LITERARY FICTION
CENSUS by Jesse Ball
(Granta £14.99) CORMAC McCARTHY’S The Road comes to mind when you read this pared-tothe-bone tale of a widower and his son on a northward journey to chart the population of an unspecified America-like country.
The narrator, a former surgeon who knows he’s dying, fears for the future of his son, who has a mental disability.
As they visit the diverse (and not always hospitable) inhabitants of a hollowed-out landscape shorn of detail — proceeding from town A to town Z — the father remembers his wife, a professional clown.
If the stiff language of this strange novel sometimes makes tricky reading, the payoff is a powerful reflection on what constitutes selfhood.
Ball — a rising star of U.S. fiction — explains in a foreword that the book was inspired by his brother, who had Down’s syndrome and died aged 24.
I confess, I worried that this was a kind of special pleading for the book, but I defy anyone not to read its final pages through tears.
HAPPINESS by Aminatta Forna
(Bloomsbury £16.99) WAR and its aftermath have long preoccupied Aminatta Forna’s prizewinning fiction. She revisits the theme in this big — perhaps too big — book about widowed Ghanaian psychiatrist Attila, who is a world expert on how post-traumatic stress affects civilians caught up in conflict.
Attila is in London for a conference when he encounters Jean, a divorced American scientist who is studying urban foxes.
At heart a slow-burn love story, Happiness also offers much, much more. The novel bristles with subthreads, from the early-onset dementia suffered by one of Attila’s old colleagues, to the disappearance of his niece’s ten-year-old son, Tano, following an immigration raid.
The search for Tano lets Forna write pungently about the chanciness of London life, as well as providing a mechanism for bringing Attila and Jean closer together.
Overall, it’s a serious, satisfying treatment of meaty themes, but you do have to accept a certain degree of stage-setting as the various elements of the plot rumble into place.
HOW TO RULE THE WORLD by Tibor Fischer
(Corsair £16.99) ONCE lauded as a leading light of British fiction, Tibor Fischer’s new book is a knockabout comedy about a down-at-heel documentary maker, Bax, venting spleen at all and sundry in middle-age.
Full of survivor’s tales of producing films in troublespots worldwide, he’s now grubbing for work as an old-media relic adrift in a digital age.
And, boy, is he bitter, with little that doesn’t get his goat, as he decries everything from wheelie suitcases to former polytechnics. He’s always ready with an off-colour quip about any nation or creed you care to name.
While the sense of mischief about Fischer’s enterprise is infectious, some slushier moments near the end — in which Bax is kidnapped tailing smugglers in Turkey for a new film — suggest he didn’t intend to write a scabrous rant-fest so much as a between-the-lines portrait of someone whose relentless fronting masks real pain.

Record excerpts —

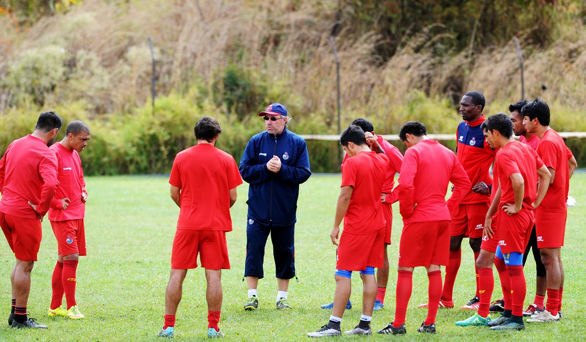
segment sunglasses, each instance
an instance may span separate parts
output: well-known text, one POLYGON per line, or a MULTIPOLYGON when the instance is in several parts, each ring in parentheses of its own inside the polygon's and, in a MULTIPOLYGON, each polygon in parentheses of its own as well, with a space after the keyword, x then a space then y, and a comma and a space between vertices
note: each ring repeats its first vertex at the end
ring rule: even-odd
POLYGON ((270 119, 271 121, 276 121, 279 119, 282 119, 284 117, 281 117, 280 118, 275 118, 275 117, 265 117, 263 118, 264 119, 265 121, 268 121, 269 119, 270 119))

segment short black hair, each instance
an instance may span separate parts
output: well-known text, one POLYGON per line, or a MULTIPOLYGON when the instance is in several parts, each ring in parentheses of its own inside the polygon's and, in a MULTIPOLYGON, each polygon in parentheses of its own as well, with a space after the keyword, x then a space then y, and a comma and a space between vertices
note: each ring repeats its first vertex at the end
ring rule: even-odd
POLYGON ((486 100, 484 98, 484 95, 482 95, 482 93, 476 90, 472 90, 465 94, 464 96, 469 96, 472 98, 472 103, 474 104, 474 105, 480 105, 480 110, 484 110, 484 106, 486 104, 486 100))
POLYGON ((364 132, 374 131, 374 126, 373 126, 372 122, 366 119, 364 119, 364 118, 358 118, 357 119, 354 120, 352 121, 352 125, 358 126, 364 132))
POLYGON ((509 106, 509 112, 512 113, 513 112, 519 112, 519 114, 521 114, 521 108, 523 106, 527 104, 527 101, 524 100, 523 101, 520 101, 517 103, 514 103, 509 106))
POLYGON ((403 141, 407 141, 407 134, 423 136, 427 134, 427 128, 425 125, 418 121, 407 121, 399 131, 399 138, 403 141))
POLYGON ((77 135, 82 132, 89 134, 90 128, 83 121, 76 120, 75 121, 71 121, 67 125, 67 130, 65 132, 65 135, 69 135, 71 133, 73 135, 77 135))
POLYGON ((222 133, 222 127, 216 119, 212 117, 203 117, 195 124, 193 132, 195 133, 195 138, 197 140, 205 140, 207 142, 212 142, 216 136, 222 133))
POLYGON ((503 113, 490 117, 483 124, 486 124, 487 131, 496 131, 507 139, 513 136, 513 122, 503 113))
POLYGON ((529 117, 530 120, 537 118, 540 124, 543 126, 549 126, 549 106, 540 98, 536 98, 523 106, 523 108, 521 109, 521 115, 523 117, 529 117))
POLYGON ((340 135, 340 145, 348 146, 350 142, 356 145, 366 145, 364 131, 360 126, 350 125, 340 135))
POLYGON ((49 111, 43 112, 39 115, 39 119, 37 120, 35 128, 47 133, 52 129, 61 128, 61 125, 63 124, 63 121, 59 114, 52 111, 49 111))

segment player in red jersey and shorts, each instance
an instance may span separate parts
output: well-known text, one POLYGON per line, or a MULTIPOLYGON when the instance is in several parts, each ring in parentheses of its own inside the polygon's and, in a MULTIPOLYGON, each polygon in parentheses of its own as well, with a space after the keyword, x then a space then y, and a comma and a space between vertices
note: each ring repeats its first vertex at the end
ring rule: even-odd
POLYGON ((15 140, 0 159, 0 227, 16 263, 10 275, 12 305, 8 324, 43 328, 27 317, 30 271, 37 261, 42 230, 57 180, 57 160, 49 148, 63 121, 54 112, 41 113, 32 134, 15 140))
POLYGON ((424 266, 429 279, 427 317, 418 331, 435 333, 435 316, 441 295, 440 266, 448 265, 449 254, 450 209, 459 204, 471 186, 466 172, 453 152, 430 140, 425 126, 409 121, 399 138, 407 147, 393 191, 398 199, 403 218, 399 244, 397 305, 394 320, 380 334, 405 334, 405 316, 413 289, 413 269, 424 266), (448 184, 454 185, 448 203, 448 184))
POLYGON ((57 264, 51 281, 52 296, 50 316, 62 316, 81 319, 75 299, 77 269, 80 255, 86 255, 83 218, 87 191, 83 179, 79 153, 87 146, 90 128, 81 121, 67 125, 65 136, 51 146, 57 157, 57 179, 59 186, 51 201, 49 219, 57 239, 57 264), (63 294, 67 307, 63 307, 63 294))
POLYGON ((563 139, 549 126, 549 107, 536 99, 521 110, 527 131, 539 137, 536 152, 551 173, 551 180, 541 205, 536 210, 535 228, 537 247, 546 266, 547 301, 546 310, 536 312, 529 322, 558 320, 564 291, 564 268, 561 247, 564 245, 567 218, 570 179, 577 167, 572 152, 563 139))
POLYGON ((222 132, 215 119, 203 117, 194 131, 197 145, 177 153, 169 179, 171 198, 180 210, 165 294, 165 324, 159 333, 162 337, 173 337, 183 279, 188 269, 197 267, 198 254, 207 282, 207 337, 224 336, 218 322, 222 270, 230 269, 226 232, 232 230, 230 208, 242 178, 232 156, 215 147, 222 132))

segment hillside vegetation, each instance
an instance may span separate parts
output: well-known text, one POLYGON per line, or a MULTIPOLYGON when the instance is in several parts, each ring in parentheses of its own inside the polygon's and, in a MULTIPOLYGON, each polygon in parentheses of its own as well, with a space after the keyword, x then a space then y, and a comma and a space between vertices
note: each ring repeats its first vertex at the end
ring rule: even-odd
MULTIPOLYGON (((521 98, 550 104, 552 126, 586 131, 586 4, 580 0, 7 0, 0 8, 0 150, 54 110, 92 129, 90 174, 168 172, 204 115, 239 158, 263 128, 255 114, 285 104, 301 134, 371 119, 395 134, 409 119, 451 133, 466 91, 488 115, 521 98), (53 4, 53 6, 46 4, 53 4), (152 65, 156 61, 154 111, 152 65)), ((581 161, 584 142, 571 141, 581 161)), ((312 169, 336 171, 335 143, 309 143, 312 169)))

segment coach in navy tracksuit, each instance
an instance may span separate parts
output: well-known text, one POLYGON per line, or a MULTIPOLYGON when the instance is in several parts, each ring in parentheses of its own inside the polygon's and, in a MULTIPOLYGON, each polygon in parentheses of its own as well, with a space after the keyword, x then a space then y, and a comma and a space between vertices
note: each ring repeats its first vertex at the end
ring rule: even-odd
POLYGON ((257 285, 264 276, 263 261, 269 234, 278 283, 277 307, 292 309, 289 279, 295 276, 295 212, 299 184, 311 175, 305 141, 287 128, 287 110, 274 103, 258 113, 267 131, 253 136, 240 160, 240 174, 248 188, 244 276, 248 299, 244 310, 258 307, 257 285))

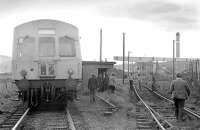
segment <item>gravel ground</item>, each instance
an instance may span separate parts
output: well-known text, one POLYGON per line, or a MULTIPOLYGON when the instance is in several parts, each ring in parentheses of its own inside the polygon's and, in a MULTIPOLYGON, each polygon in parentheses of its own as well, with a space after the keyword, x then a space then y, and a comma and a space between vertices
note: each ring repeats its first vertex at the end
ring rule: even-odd
POLYGON ((17 98, 16 90, 17 87, 11 80, 0 79, 0 123, 21 104, 20 101, 14 100, 17 98))
POLYGON ((68 129, 66 112, 43 111, 28 115, 24 130, 68 129))
MULTIPOLYGON (((128 116, 131 112, 135 112, 135 106, 130 102, 127 88, 117 89, 115 94, 108 92, 98 94, 119 107, 119 110, 111 115, 105 115, 103 110, 105 104, 102 105, 98 100, 90 103, 88 95, 79 95, 80 100, 75 101, 74 105, 81 112, 88 130, 135 130, 136 120, 128 116)), ((73 113, 71 114, 73 119, 73 113)))

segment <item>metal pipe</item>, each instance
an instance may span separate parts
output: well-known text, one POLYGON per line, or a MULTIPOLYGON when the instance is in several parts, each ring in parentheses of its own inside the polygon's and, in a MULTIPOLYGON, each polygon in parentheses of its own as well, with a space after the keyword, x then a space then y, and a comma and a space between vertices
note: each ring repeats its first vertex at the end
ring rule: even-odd
POLYGON ((173 69, 173 80, 175 79, 175 40, 173 40, 173 65, 172 65, 172 69, 173 69))
POLYGON ((100 29, 100 62, 102 62, 102 29, 100 29))
POLYGON ((128 77, 129 77, 129 58, 130 58, 130 51, 128 51, 128 77))
POLYGON ((124 60, 125 60, 125 33, 123 33, 123 84, 124 84, 124 60))

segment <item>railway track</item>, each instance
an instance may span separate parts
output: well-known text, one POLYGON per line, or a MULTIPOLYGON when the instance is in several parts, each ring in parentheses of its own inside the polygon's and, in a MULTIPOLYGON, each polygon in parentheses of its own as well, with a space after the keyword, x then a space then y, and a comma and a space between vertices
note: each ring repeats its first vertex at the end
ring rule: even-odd
POLYGON ((184 130, 198 130, 199 118, 198 115, 192 112, 191 110, 186 111, 185 122, 180 123, 176 121, 174 116, 174 106, 173 102, 166 102, 162 97, 155 96, 153 93, 148 91, 148 89, 138 90, 135 88, 135 91, 142 95, 143 100, 148 105, 149 109, 155 114, 160 124, 166 128, 177 128, 184 130), (195 117, 195 118, 194 118, 195 117))
POLYGON ((2 130, 76 130, 69 110, 30 112, 30 108, 17 107, 8 118, 0 124, 2 130), (25 119, 26 118, 26 119, 25 119))
POLYGON ((162 119, 158 113, 153 111, 153 108, 141 98, 136 87, 134 87, 134 93, 138 99, 136 104, 137 130, 166 130, 172 126, 169 122, 162 119))
POLYGON ((29 112, 29 108, 25 108, 20 105, 16 108, 14 112, 12 112, 7 119, 5 119, 0 124, 0 129, 3 130, 16 130, 20 127, 21 122, 25 119, 27 113, 29 112))
MULTIPOLYGON (((151 90, 149 87, 145 87, 145 88, 148 89, 150 92, 154 93, 155 95, 157 95, 158 97, 162 98, 163 100, 165 100, 165 101, 167 101, 167 102, 169 102, 169 103, 174 104, 174 101, 173 101, 173 100, 171 100, 171 99, 169 99, 169 98, 163 96, 162 94, 160 94, 160 93, 158 93, 158 92, 156 92, 156 91, 151 90)), ((192 116, 196 117, 197 119, 200 119, 200 113, 198 113, 198 112, 196 112, 196 111, 193 111, 193 110, 191 110, 191 109, 188 108, 188 107, 184 107, 184 110, 185 110, 185 112, 191 114, 192 116)))

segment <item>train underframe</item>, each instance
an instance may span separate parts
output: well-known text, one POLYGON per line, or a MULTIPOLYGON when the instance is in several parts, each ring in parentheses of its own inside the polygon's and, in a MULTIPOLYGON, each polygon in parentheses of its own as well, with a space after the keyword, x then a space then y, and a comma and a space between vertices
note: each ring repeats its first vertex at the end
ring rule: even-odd
MULTIPOLYGON (((66 79, 29 80, 26 102, 31 108, 63 108, 76 98, 76 87, 65 87, 66 79)), ((18 81, 16 81, 17 84, 18 81)), ((78 83, 78 80, 76 80, 78 83)))

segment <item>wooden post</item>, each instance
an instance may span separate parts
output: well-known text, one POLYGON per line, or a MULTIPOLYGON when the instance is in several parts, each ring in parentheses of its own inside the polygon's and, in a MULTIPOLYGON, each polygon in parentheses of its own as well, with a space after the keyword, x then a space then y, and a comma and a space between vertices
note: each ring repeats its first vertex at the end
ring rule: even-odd
POLYGON ((124 84, 124 60, 125 60, 125 33, 123 33, 123 84, 124 84))

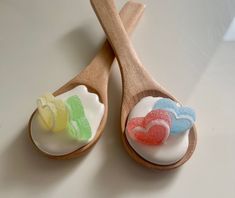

Exercise instructions — In the fiction reviews, update the passage between "HAPPINESS by Aminatta" and "Jean closer together.", inclusive, by changing "urban foxes" to "city foxes", and give the revised passage.

Result of the task —
HAPPINESS by Aminatta Forna
(Bloomsbury £16.99) WAR and its aftermath have long preoccupied Aminatta Forna’s prizewinning fiction. She revisits the theme in this big — perhaps too big — book about widowed Ghanaian psychiatrist Attila, who is a world expert on how post-traumatic stress affects civilians caught up in conflict.
Attila is in London for a conference when he encounters Jean, a divorced American scientist who is studying city foxes.
At heart a slow-burn love story, Happiness also offers much, much more. The novel bristles with subthreads, from the early-onset dementia suffered by one of Attila’s old colleagues, to the disappearance of his niece’s ten-year-old son, Tano, following an immigration raid.
The search for Tano lets Forna write pungently about the chanciness of London life, as well as providing a mechanism for bringing Attila and Jean closer together.